§ Some records:

(begin)

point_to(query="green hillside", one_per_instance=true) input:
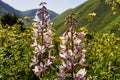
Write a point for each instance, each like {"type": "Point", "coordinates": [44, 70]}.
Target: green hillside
{"type": "Point", "coordinates": [104, 17]}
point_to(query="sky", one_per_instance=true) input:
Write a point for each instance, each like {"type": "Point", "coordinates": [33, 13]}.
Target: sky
{"type": "Point", "coordinates": [57, 6]}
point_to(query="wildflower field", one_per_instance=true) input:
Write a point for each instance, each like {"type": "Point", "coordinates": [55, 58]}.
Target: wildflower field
{"type": "Point", "coordinates": [38, 53]}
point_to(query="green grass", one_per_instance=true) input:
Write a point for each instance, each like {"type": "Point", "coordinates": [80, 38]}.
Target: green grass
{"type": "Point", "coordinates": [104, 16]}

(end)

§ What is asked: Rewrite the listing above with "Target" swapped for "Object" everywhere it appears, changing nothing else. Leave the pictures out.

§ Written response:
point_to(query="green hillside", one_per_instance=true) input:
Write a point for each instance, each like {"type": "Point", "coordinates": [44, 70]}.
Object: green hillside
{"type": "Point", "coordinates": [104, 17]}
point_to(query="sky", one_per_instance=true) input:
Write a point for each instance, each like {"type": "Point", "coordinates": [33, 13]}.
Object: sky
{"type": "Point", "coordinates": [57, 6]}
point_to(query="wildflower field", one_per_instance=true) input:
Write a point for each instance, each like {"type": "Point", "coordinates": [55, 58]}.
Object: wildflower field
{"type": "Point", "coordinates": [38, 53]}
point_to(query="green grass", one_per_instance=true) input:
Write a point for each instance, each like {"type": "Point", "coordinates": [80, 38]}.
Object: green grass
{"type": "Point", "coordinates": [104, 16]}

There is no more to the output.